## Trecho citado
____

Monday, 04 de November de 2024 ISSN 1519-7670 - Ano 24 - nº 1312

Incongruências cerebrais globais

O Globo Repórter exibido na sexta-feira (8/10) trouxe um belo absurdo. O programa adora tratar de animais e saúde. Justamente nessa área, o programa conseguiu um absurdo, pois um entrevistado falou uma tremenda asneira e os jornalistas engoliram. O tema foi o de métodos para proteger ou desenvolver o cérebro de maneira não medicamentosa. De modo geral, pode ser interessante, pois a neuroproteção e a neuroregeneração são áreas de pesquisa muito ativas, de grande interesse. Medidas que não envolvam medicamentos são polêmicas, mas podem ser exibidas como informação.


Eis que aparece um entrevistado que assegura que para proteger e melhorar suas funções cerebrais pratica… boxe! O boxe, que do ponto de vista médico-neurológico não deveria ser considerado esporte, é altamente danoso para o cérebro. Especialmente na categoria de pesos-pesados acontecem traumatismos craniencefálicos graves.


Apenas de passagem, é bom lembrar que no nosso querido futebol as principais lesões, ao contrário do que muitos acham, não são as ortopédicas, como joelho ou tornozelo, ligamentos etc. Vários levantamentos na literatura médica internacional apontam como principal ocorrência médica em partidas de futebol justamente o trauma de crânio, seja em bolas divididas no alto, seja cabeceando.

____

## Dados registrados
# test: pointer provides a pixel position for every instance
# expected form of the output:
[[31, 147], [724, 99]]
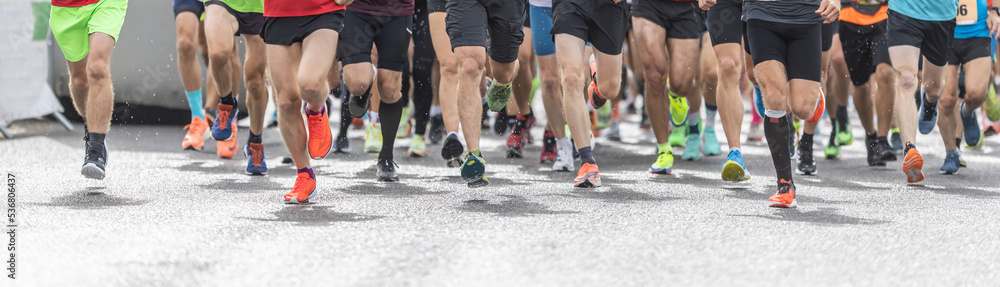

____

## Enunciado
Escreva, por favor, a continuação do texto sobre o Globo Repórter e o cérebro, a partir da última frase apresentada.

## Resposta abaixo
Ucraniano e mandarim


Mas, e no boxe? Há muito tempo se sabe que há uma condição chamada ‘cérebro de boxeador’. Apesar de luvas e algumas regras de proteção, mesmo que não haja um evento traumático grave, um nocaute com o boxeador em coma ou convulsionando, mesmo em treinos de categorias de peso mais leve costumam ocorrer micro-hemorragias cerebrais. E as mesmas podem passar assintomáticas durante um bom tempo – lá na frente, alguns anos após, aparece com frequência a demência, o mal de Parkinson e outras doenças. Mohammed Ali é um exemplo que nos mostra a todos o dano cerebral que o boxe pode causar.


Exagerando um pouco, lembra dizer a alguém que para melhorar suas funções mentais e cerebrais seria bom dirigir um carro de Fórmula 1 e estourar o mesmo (e a cabeça) em alguma curva escondida… Em resumo: o entrevistado até pode errar na escolha de sua proteção ao cérebro com o boxe, mas deveria ser fortemente informado das consequências. Já a Globo e o pessoal do programa, deveriam consultar alguém minimamente informado em medicina do esporte, neurologia ou neurocirurgia. Ao não corrigir a informação, melhor seria nem levar ao ar tamanho absurdo.


Certa audiência cativa o Globo Repórter deve possuir. Melhor, muito melhor que dizer que boxe faz bem ao sistema nervoso central (e vejam que nem citei o filme Menina de Ouro, de Clint Eastwood) seria mostrar um papagaio que compreenda ucraniano e responda em mandarim. Seria também um absurdo, mas ao menos inofensivo.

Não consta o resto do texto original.